Testo della pagina —
======

Ma è davvero così? Siamo prigionieri di un destino? Se ne può, se ne deve dubitare. Se ne può perché ci sono i margini per congelare il conflitto prima che a farlo sia l’inverno atomico. Se ne deve perché siamo umani, e lo sono anche i contendenti – pur se nei due campi c’è chi considera disumano il nemico – per tali mossi dall’istinto di conservazione.
Per esplorare questa necessità, occorre analizzare i caratteri dello scontro. In cerca di uno spiraglio da dove avviare un percorso per uscirne. Premessa: non potrà essere vera pace, stante l’odio e gli orrori accumulati. Ma già un lungo periodo di sospensione servirebbe a stemperare il clima apocalittico e a preparare, se non la pace, la non-guerra.
Questo conflitto ha almeno tre dimensioni.
La prima, diretta, è lo scontro fra impero russo in decadenza e nazione ucraina in formazione, oggi saldata come mai dall’aggressione di Mosca, domani vedremo. Partita cominciata oltre cent’anni fa, con lunghe fasi pacifiche e diverse eruzioni belliche, di cui è arduo vedere la fine, se non nella scomparsa di uno o entrambi i soggetti in competizione. Ciò che certamente comporterebbe ulteriori e più vasti conflitti.
La seconda partita, sempre meno indiretta, è fra Russia e America o “Occidente collettivo”, per usare il gergo di Putin. Posta in gioco la frontiera orientale della Nato, che per Mosca non deve includere l’Ucraina. Ragione di fondo adottata dal Cremlino per spiegare l’“operazione militare speciale”. Questa dimensione ci investe direttamente come europei e italiani, parte del campo occidentale. Sotto ogni profilo: securitario, economico, culturale, psicologico.
La terza, ancora fredda, inquadra il campo di battaglia ucraino nella competizione strategica fra Stati Uniti e Cina, con la Russia sempre più schiacciata su Pechino per mancanza di alternative. Gli americani considerano primaria questa partita, con l’Ucraina teatro importante ma non decisivo.
Se ne deduce che la prima dimensione, quella russo-ucraina, sia pressoché intrattabile, a rischio anzi di produrre un massacro potenzialmente infinito, almeno finché esisteranno un russo e un ucraino. La seconda e la terza versione sono invece gestibili. In altri termini: saranno America e Russia a decidere la fine o la continuazione dello scontro. Con la Cina in veste di disonesto sensale (i cinesi hanno tutto l’interesse a tenere in piedi Mosca e a indebolire Washington) entrato clamorosamente in gioco via progetto di pace concordato in parte con Putin, i cui eventuali effetti misureremo già nei prossimi giorni.
Qualcosa si muove, sottotraccia, nel triangolo sino-russo-americano. In particolare fra Mosca e Washington. I sondaggi segreti non hanno finora prodotto nulla di visibile, ma il capo delle Forze armate americane, generale Mark Milley, affermando di non vedere come qualcuno possa vincere questa guerra ha con pragmatismo militare posto l’urgenza di un dialogo concreto su quale compromesso possa interrompere le ostilità. Il ragionamento del Pentagono – osteggiato da altri centri di potere, quali il Consiglio per la Sicurezza Nazionale e il Dipartimento di Stato, con Biden chiamato a trovare un punto di composizione fra le diverse agenzie, intelligence compresa – è il seguente.

======

Righe elencate —
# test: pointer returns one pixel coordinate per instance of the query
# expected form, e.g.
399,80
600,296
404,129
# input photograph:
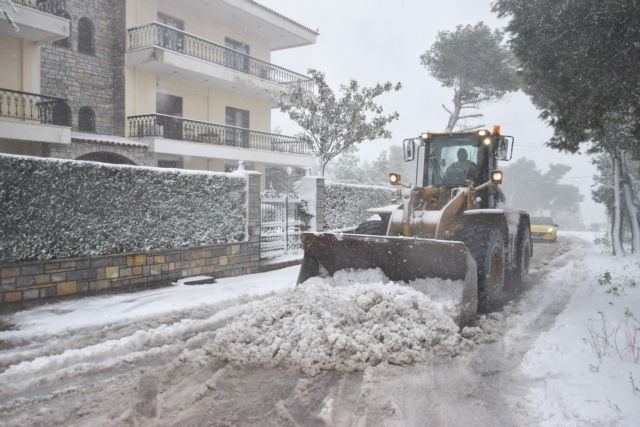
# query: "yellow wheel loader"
450,225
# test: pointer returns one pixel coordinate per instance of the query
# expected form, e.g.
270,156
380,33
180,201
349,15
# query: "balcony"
40,21
176,135
168,50
28,116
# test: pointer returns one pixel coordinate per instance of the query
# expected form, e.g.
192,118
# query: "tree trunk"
631,209
453,117
616,226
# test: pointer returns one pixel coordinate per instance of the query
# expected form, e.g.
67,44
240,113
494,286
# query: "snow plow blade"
400,259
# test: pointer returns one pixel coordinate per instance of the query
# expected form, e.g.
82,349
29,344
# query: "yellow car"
543,229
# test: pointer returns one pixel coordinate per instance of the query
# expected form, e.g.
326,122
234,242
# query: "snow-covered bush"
64,208
346,204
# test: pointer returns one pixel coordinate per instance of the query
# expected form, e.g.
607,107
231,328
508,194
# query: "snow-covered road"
153,358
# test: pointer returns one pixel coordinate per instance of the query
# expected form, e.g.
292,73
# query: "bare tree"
333,124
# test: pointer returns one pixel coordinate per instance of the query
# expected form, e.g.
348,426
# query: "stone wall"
95,80
61,277
140,155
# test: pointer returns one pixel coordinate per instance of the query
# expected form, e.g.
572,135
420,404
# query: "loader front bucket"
400,259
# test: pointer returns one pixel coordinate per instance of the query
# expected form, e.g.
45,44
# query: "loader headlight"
496,177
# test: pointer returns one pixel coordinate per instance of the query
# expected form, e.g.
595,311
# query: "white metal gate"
280,228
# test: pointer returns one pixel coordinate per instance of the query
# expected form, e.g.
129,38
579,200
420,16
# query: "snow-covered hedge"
64,208
346,204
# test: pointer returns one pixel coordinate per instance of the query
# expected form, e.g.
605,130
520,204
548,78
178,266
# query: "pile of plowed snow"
347,322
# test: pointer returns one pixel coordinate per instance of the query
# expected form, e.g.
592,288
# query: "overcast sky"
374,41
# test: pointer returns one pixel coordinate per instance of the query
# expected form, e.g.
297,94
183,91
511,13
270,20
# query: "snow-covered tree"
580,63
474,62
8,12
332,124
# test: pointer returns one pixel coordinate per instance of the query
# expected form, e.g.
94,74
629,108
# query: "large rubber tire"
486,244
521,267
374,227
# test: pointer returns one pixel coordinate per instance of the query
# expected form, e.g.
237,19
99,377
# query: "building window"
170,38
175,164
66,43
86,120
62,114
86,36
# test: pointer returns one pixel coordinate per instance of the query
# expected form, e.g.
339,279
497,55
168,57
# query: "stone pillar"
253,212
311,190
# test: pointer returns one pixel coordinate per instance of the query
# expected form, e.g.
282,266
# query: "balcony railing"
157,34
33,107
170,127
54,7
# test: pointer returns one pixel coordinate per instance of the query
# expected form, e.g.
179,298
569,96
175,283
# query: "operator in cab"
461,170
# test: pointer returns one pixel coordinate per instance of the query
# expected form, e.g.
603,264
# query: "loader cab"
448,160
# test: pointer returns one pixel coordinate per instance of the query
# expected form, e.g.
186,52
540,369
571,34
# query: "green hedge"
65,208
346,204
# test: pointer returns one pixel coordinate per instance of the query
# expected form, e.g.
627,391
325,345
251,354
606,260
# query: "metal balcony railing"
54,7
33,107
170,127
164,36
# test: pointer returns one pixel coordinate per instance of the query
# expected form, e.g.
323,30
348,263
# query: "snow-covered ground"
251,350
586,369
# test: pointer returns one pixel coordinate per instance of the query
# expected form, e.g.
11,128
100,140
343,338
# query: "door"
237,59
170,105
240,119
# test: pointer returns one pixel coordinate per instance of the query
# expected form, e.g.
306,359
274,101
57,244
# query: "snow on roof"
106,139
283,17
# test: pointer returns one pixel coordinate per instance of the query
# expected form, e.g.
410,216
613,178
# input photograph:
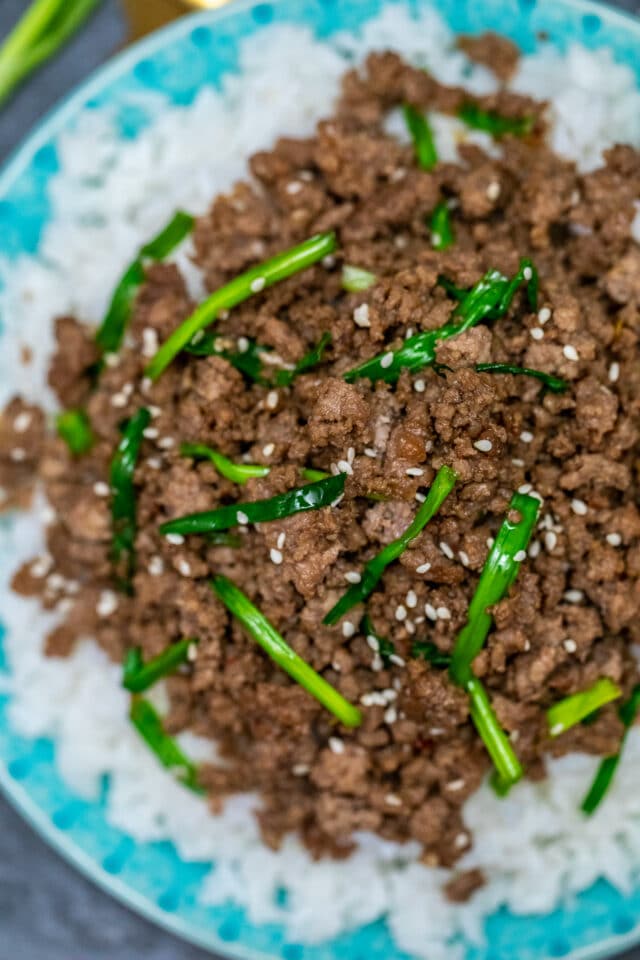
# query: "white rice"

======

Consegna 1 — Elenca tutte le righe che contengono la parola "tree".
Consegna 2 — Continua il testo sulla guerra in Ucraina dopo la sua ultima frase.

Risultato 1 —
# query: "tree trunk"
# query: "bare tree"
# query: "snow-covered tree"

Risultato 2 —
Siamo in una guerra di attrito. Per vincerla devi distruggere il morale, le infrastrutture e la produzione di armi del nemico. Ciò che i russi stanno metodicamente facendo, ad altissimo prezzo, che gli ucraini non possono fare e che gli americani non vogliono azzardare, perché sarebbe guerra nucleare Usa-Russia. Inoltre, gli stock occidentali, compresi quelli americani, stanno riducendosi pericolosamente. Al Pentagono si lamenta che le forniture d’armi concepite per Taiwan e alleati asiatici siano deviate verso l’Ucraina. I russi, per la sorpresa quasi generale, sembrano disporre di magazzini ancora semipieni, malgrado le enormi perdite subite. Soprattutto producono nuove armi a ritmi per noi impensabili. Infine, le sanzioni per ora non intaccano l’economia russa, anche perché spesso aggirate dai paesi che le hanno decretate.
Risultato: l’establishment militare e parte di quello politico americano puntano alla soluzione “coreana”. A un certo punto, entro l’anno, si traccia una linea sul terreno lungo la quale si blocca il conflitto. Armistizio senza limite di tempo. Con un’ampia zona demilitarizzata a dividere i contendenti. Le questioni territoriali vengono demandate a una futura conferenza di pace. Agli ucraini è offerta una garanzia internazionale di sicurezza che impegni russi, americani e altre potenze, mentre gli europei concedono a Kiev una corsia rapida di ingresso nella Ue, dunque di accesso a fondi speciali per la ricostruzione. L’Ucraina continua a rivendicare il legittimo ritorno ai confini del 1991, la Russia all’illegittima annessione di quattro regioni del Donbas, peraltro non interamente conquistate.
Russi e soprattutto ucraini non vogliono per ora sentire parlare di compromesso. Comunque sporco. Pretendere, come fanno alcuni americani, che Kiev possa vendere un esito simile alla sua opinione pubblica come vittoria pare davvero troppo. Mentre qualcuno a Mosca busserebbe forse sulle spalle di Putin spiegandogli che è il caso di lasciare il timone in altre mani, visto il disastro prodotto con l’invasione in termini di sicurezza e di prestigio della Federazione Russa. Gli zar non stanno al Cremlino per assoggettarsi a Pechino.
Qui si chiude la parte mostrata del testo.